• [EXERCISES TO COMPLETE]
**1.** Quote the anime article, starting with "Dr. Adrian Peever, a" and going on through "waiting to awake.".
**2.** According to the anime article, who founded Studio Ghibli?

— start of PASSAGE PROVIDED —

However, there are some consequences for Malan.

“I have been judged for watching anime because most people think it is for children or just weird,” said Malan. “But, anime, in my opinion, is much better than most shows today that play on Netflix and Hulu because not only are they dynamic, but they capture stories in a unique way.”

James Bradshaw, a sophomore English professional writing student, watches a lot of anime too. He does recognize, however, that anime may have inappropriate content such as the over-sexualization of women, a topic that is strongly debated inside the community mostly by the female audience who feel objectified and unrealistically portrayed in the stories.

“I get why most people can think weirdly of people who watch anime,” said Bradshaw. “Depending on the anime, I occasionally agree with them but if they want to put that much effort into judging me for my taste then that’s their problem, not mine.”

Nonetheless, anime is still a very popular style among Americans.

Dr. Adrian Peever, a literature and humanities professor at Barry, is a fan of Studio Ghibli animation movies, an animation film studio based in Japan and founded by the prestigious animator Hayao Miyazaki.

He said that everything can be intriguing depending on the themes.

“All movies can be for all ages. Harry Potter is ostensibly for children, but adults love it. Just like adults love Lewis Carrol’s “Alice in Wonderland” and “Alice Through the Looking Glass.” There’s no reason why children’s literature can’t be complex and multi-layered,” said Dr. Peever.

If interested in watching anime, students can investigate shows like “Higurashi When They Cry,” “Toradora!,” “Assassination Classroom,” and “My Hero Academia.”

The huge catalog of anime shows, and movies is there, waiting for us to waste our hours on them. You never know if a fan is asleep inside of you, waiting to awake.

— end of PASSAGE PROVIDED —
— start of STORED RECORDS —

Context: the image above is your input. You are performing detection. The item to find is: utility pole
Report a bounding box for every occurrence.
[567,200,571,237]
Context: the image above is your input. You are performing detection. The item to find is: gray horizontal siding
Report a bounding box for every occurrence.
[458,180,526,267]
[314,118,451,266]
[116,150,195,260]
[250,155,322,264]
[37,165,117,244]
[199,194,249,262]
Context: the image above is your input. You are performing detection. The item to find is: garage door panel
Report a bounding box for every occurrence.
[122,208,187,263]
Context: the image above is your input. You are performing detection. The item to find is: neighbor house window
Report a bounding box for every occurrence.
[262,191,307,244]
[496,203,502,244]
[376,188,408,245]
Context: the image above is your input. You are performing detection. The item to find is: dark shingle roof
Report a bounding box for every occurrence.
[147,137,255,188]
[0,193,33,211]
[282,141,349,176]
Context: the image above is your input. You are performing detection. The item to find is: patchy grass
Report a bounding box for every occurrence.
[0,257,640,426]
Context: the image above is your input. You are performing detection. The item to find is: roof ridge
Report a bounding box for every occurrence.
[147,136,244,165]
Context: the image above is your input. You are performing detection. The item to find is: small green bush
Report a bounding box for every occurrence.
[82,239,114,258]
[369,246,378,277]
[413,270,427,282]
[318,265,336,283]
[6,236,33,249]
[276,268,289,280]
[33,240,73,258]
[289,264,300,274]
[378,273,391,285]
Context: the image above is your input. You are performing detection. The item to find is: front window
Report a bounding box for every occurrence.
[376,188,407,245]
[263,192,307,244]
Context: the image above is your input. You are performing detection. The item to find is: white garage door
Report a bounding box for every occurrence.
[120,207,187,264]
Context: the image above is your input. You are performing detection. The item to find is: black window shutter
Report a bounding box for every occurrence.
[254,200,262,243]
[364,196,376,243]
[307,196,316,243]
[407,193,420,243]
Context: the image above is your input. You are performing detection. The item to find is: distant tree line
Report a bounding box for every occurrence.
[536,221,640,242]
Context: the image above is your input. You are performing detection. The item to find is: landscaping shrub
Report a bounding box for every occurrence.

— end of STORED RECORDS —

• [ANSWERS PROVIDED]
**1.**
Dr. Adrian Peever, a literature and humanities professor at Barry, is a fan of Studio Ghibli animation movies, an animation film studio based in Japan and founded by the prestigious animator Hayao Miyazaki.

He said that everything can be intriguing depending on the themes.

“All movies can be for all ages. Harry Potter is ostensibly for children, but adults love it. Just like adults love Lewis Carrol’s “Alice in Wonderland” and “Alice Through the Looking Glass.” There’s no reason why children’s literature can’t be complex and multi-layered,” said Dr. Peever.

If interested in watching anime, students can investigate shows like “Higurashi When They Cry,” “Toradora!,” “Assassination Classroom,” and “My Hero Academia.”

The huge catalog of anime shows, and movies is there, waiting for us to waste our hours on them. You never know if a fan is asleep inside of you, waiting to awake.

**2.** The animator Hayao Miyazaki